#### Document text
>> Start

Highly visible framings of the RTBF
Via qualitative analysis, I found highly visible framings of the RTBF were focused particularly on human rights concepts, the roles of media companies and the press, and economic impact. In an effort to map the relative positioning of these frames in the network, I began assisting in development of a machine-learning categorization tool being built into the Media Cloud platform. The process consisted of training an algorithm, sorting through un-curated stories, and then testing a sample of the results with manual coding. 4 Using this process, I categorized all of the networked stories in terms of three particular dominant framings.
Figure 3 illustrates that there were differences, in frequency, in how media sources employed frames in the two years following the RTBF ruling. The above three sources contained the most in-links, and also higher counts of stories than most other sources. Qualitative review of these stories revealed more insight into differences in framing by source. For example, the BBC rarely employed an economic framing. However, it framed the RTBF in terms of press impact comparatively more than most sources in the network; interestingly, the BBC stories with press impact framing often also contained human rights framings. This is because the BBC framed the RTBF as impacting freedom of expression and information through the press. In terms of framing analysis, this finding was consistent with Goffman’s approach to frames: that they come in an “assembly,” fitting within and adding to each other (Scheff, 2005). The New York Times, an American publication, framed the RTBF economically comparatively more than similar UK sources. Qualitative review showed that US sources often framed the RTBF as a European attack on American companies (Google) and American Internet “values” (e.g. the “free flow of information” or open Internet) (Dewey, 2014; Vincent, 2015).

The percentage of each source’s published stories between 2014 and 2016, reviewed via automated categorization, that contained Economic Impact, Press Impact, and Human Rights framing. Each bar represents the percentage of that source’s reviewed stories containing that framing. The coding was not mutually exclusive; a story could contain multiple frames or none.
Getting beyond the visible in the hyperlink network
It became increasingly clear, as analysis progressed, that the RTBF network map was not perfectly, pluralistically representative of many perspectives. This was evident via the skew toward the most visible sources and framings, which were mainly from elite European or American institutions. Automatic categorization of stories with other framings (e.g. focused on gender or non-EU/US contexts) produced no results. There simply were not enough stories with such framings to create training sets. The tools I was using were built so that a visibility threshold had to be met for framings to be analyzed. This particular methodological issue again illuminates the play of power in knowledge construction. In continuing such an approach to my data, there would be a continued lack of representation and understanding of marginalized perspectives in any work I published. As such, I would be, in some ways, contributing to rather than critiquing existing power/knowledge dynamics around networks. Along these lines, I needed greater insight into why certain framings were so prolific. In contrast to similar privacy developments, why had the RTBF continued to appear in news cycles for years? Relatedly, why was the RTBF repeatedly framed by news sources as a threat to freedom of the press?

>> End

#### Supplied data
>> Start

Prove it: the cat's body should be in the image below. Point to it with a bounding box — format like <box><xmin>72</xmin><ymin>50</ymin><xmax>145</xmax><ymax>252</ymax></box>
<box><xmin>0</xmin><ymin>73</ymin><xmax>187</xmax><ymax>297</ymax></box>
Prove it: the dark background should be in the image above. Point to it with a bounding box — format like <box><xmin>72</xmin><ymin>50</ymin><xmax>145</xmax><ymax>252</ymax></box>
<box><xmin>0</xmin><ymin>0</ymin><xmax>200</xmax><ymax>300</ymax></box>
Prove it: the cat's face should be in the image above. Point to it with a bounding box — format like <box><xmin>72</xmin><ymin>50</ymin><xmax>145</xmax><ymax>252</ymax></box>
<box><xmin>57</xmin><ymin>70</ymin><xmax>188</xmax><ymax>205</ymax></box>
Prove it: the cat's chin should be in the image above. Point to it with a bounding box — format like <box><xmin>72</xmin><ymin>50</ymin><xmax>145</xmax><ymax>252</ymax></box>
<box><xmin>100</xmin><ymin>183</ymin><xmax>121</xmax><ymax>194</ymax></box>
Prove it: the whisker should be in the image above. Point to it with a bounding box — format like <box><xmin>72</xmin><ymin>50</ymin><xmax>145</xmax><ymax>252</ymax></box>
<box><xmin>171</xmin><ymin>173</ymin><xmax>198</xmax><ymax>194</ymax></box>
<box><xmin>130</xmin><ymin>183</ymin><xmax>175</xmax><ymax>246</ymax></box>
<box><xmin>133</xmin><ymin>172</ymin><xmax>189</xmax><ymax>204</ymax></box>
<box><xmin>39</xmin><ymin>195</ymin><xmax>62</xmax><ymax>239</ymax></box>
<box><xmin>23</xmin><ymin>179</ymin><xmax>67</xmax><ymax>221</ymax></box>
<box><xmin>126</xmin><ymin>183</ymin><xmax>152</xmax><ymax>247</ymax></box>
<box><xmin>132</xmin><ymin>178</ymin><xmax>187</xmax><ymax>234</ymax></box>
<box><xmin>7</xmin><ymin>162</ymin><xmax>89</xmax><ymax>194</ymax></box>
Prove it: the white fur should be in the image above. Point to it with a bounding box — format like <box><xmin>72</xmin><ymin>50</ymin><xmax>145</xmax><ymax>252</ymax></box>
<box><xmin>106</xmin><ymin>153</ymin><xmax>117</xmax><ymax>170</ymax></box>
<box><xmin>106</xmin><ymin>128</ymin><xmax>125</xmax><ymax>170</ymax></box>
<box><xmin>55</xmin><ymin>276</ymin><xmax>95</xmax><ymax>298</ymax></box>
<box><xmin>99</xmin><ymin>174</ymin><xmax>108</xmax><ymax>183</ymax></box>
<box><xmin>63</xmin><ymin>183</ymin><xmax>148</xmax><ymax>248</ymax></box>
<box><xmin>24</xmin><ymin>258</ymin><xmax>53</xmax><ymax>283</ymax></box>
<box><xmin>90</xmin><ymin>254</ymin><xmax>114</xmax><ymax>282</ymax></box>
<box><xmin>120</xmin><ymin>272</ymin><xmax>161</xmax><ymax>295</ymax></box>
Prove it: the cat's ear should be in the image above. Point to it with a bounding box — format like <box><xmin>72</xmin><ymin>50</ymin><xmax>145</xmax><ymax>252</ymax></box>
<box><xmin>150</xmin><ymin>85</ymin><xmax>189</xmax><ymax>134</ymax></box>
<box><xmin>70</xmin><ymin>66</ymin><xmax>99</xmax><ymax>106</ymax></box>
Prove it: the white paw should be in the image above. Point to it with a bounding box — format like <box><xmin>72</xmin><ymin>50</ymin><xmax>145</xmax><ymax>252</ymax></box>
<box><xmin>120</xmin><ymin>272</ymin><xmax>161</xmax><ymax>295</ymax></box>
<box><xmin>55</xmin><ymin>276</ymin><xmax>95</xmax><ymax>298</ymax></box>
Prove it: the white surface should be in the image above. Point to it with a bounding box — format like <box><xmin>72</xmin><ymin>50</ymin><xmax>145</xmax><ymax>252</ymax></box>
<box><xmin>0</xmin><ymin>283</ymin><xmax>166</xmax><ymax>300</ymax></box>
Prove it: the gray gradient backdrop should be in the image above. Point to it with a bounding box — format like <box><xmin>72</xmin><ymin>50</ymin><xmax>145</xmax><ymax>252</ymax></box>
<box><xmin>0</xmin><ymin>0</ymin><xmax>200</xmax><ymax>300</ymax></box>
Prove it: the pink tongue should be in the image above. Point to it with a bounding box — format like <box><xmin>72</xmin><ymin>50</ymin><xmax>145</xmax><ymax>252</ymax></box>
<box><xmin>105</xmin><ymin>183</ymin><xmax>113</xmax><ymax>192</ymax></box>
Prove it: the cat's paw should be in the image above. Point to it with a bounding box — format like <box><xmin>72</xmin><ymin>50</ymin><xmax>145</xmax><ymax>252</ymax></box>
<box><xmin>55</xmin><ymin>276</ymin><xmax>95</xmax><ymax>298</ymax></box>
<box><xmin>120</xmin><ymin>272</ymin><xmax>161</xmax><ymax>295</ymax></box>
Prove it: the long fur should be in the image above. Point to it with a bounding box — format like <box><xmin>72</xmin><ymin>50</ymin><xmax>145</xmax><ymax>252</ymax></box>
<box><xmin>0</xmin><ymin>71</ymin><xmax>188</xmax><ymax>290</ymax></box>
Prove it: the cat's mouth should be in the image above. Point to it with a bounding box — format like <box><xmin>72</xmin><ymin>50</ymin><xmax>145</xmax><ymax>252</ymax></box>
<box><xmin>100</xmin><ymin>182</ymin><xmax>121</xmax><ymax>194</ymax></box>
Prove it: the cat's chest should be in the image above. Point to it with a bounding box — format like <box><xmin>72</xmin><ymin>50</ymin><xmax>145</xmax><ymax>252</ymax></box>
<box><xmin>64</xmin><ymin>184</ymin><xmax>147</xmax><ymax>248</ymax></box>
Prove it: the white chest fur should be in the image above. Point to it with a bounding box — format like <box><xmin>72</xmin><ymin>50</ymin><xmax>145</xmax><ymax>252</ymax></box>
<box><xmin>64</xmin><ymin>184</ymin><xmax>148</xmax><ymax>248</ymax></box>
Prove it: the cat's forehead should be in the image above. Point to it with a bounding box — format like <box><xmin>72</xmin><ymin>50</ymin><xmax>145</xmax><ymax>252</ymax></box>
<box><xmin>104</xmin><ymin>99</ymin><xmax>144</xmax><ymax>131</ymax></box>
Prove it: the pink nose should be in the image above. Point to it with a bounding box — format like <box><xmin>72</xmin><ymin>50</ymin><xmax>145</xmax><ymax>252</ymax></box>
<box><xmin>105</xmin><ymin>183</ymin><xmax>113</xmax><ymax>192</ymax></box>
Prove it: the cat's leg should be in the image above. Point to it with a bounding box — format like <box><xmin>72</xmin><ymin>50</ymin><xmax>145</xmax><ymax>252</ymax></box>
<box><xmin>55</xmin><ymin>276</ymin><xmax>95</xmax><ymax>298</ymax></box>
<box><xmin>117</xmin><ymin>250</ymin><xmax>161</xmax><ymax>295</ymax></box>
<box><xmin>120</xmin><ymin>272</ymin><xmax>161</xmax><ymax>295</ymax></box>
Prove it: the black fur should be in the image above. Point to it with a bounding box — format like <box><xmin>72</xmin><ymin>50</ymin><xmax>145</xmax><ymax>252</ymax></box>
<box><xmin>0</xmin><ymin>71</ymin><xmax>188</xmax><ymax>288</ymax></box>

>> End

#### Task set
**a.** In the passage on news framing of the right to be forgotten, which framing did the BBC rarely use?
**b.** Go on with the passage on news framing of the right to be forgotten, starting right after its last sentence.
The lines have no connection to the passage on news framing of the right to be forgotten.

#### Replies
**a.** The BBC rarely used an economic framing.

**b.**
To answer such questions, I began directing my research efforts to the margins, to sources less visible, less connected, and even off the hyperlink network—those historically marginalized in terms of gender and region. I coded texts purposively sampled at the margins of the network, which included personal blogs, proceedings from meetings, and conference reports. The interviewee sampling had previously privileged visibility and centrality (see the “Methods” section); I began purposively interviewing informants who were less central and outside the hyperlink network, employing snowball sampling through the personal networks of my informants (Goldstein, 2002). This article will now focus on two subsequent findings. The first unveils reasons behind a dominant framing, and the second concerns the existence yet continued invisibility of an important set of framings. Each illustrates the power–knowledge connection surrounding RTBF in a different way.
Behind a framing: freedom of the press and information rights
In an attempt to understand why certain framings were employed more than others, I interviewed several journalists and commentators featured prominently in the network. This section explores a narrative around the press impact framing that I subsequently pieced together from these conversations, and from triangulating the different datasets.
After the RTBF was codified, Google quickly implemented a system in compliance. Before the EU released official guidelines, Google created a removal request form for individuals and implemented a closed system to decide which requests were legitimate—or what information belonged in the public sphere (Powles and Chaparro, 2015). The search engine giant began publishing limited information on removals, giving an initial (incorrect) impression to news outlets that the RTBF was being nefariously used to remove information belonging in the public sphere (McCoy, 2014). One interviewee, a former The Guardian editor, argued this impression was purposeful: In the aftermath [of the RTBF ruling], it was interesting to see stories pop up which I could see had been planted by Google’s PR. So the stories about the delisting of applications . . . could only have come from Google—applications which had come from politicians or pedophiles or criminals . . . (Interview with Charles Arthur, former technology editor at The Guardian)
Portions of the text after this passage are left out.